#### [THE DATA]
[Start]

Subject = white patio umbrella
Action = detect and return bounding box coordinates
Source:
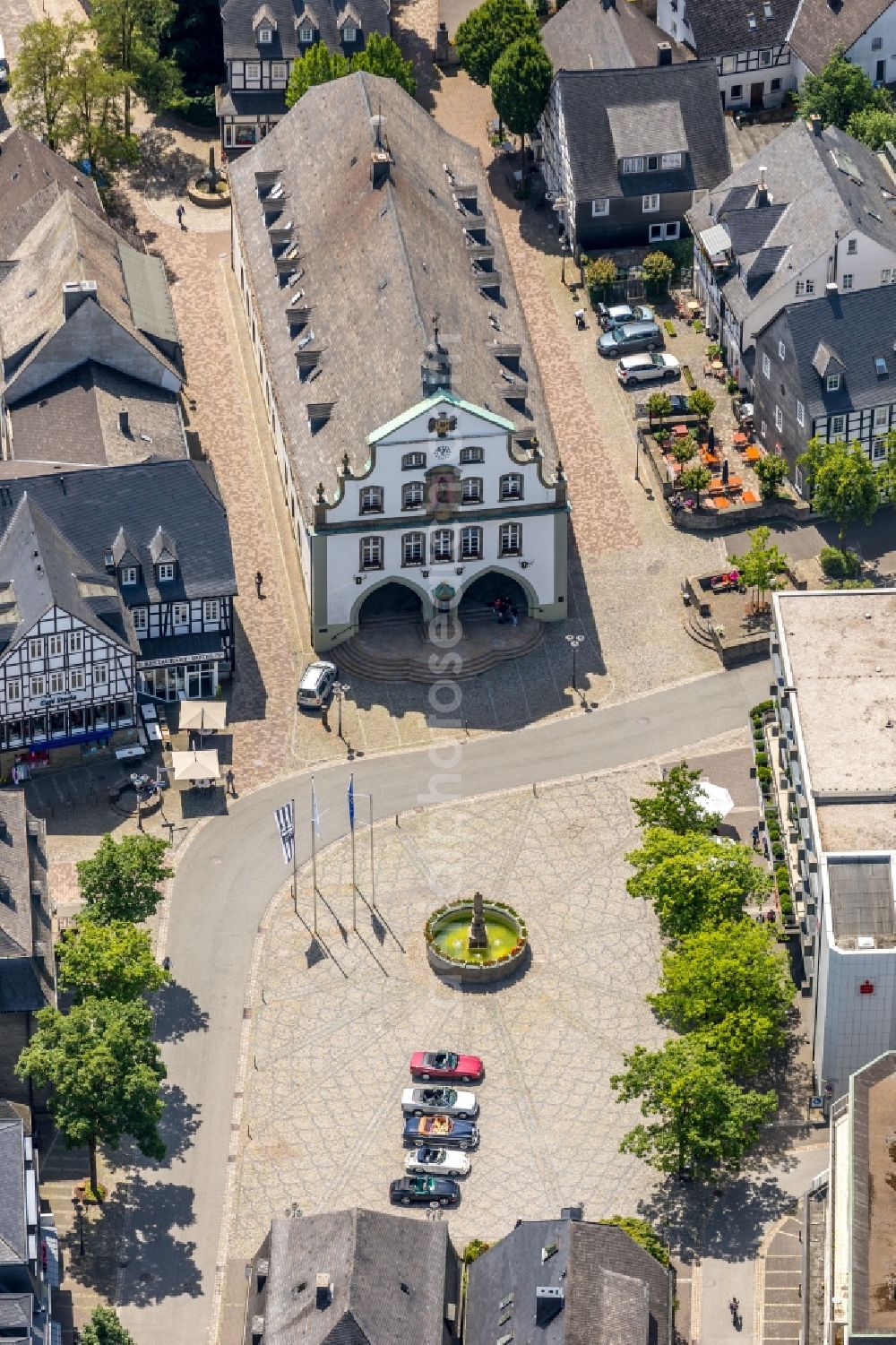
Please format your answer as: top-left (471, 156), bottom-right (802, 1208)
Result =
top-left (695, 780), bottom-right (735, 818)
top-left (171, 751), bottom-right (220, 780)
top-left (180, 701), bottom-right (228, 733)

[End]

#### [TASK DIRECTIONS]
Copy the records above verbatim, line for line, and leave the picture out of your copy.

#### [CORRECT OUTPUT]
Subject = white patio umbrella
Action = detect and return bounding box coordinates
Source:
Please format your answer as: top-left (471, 156), bottom-right (802, 1208)
Result =
top-left (695, 780), bottom-right (735, 818)
top-left (171, 751), bottom-right (220, 780)
top-left (180, 701), bottom-right (228, 733)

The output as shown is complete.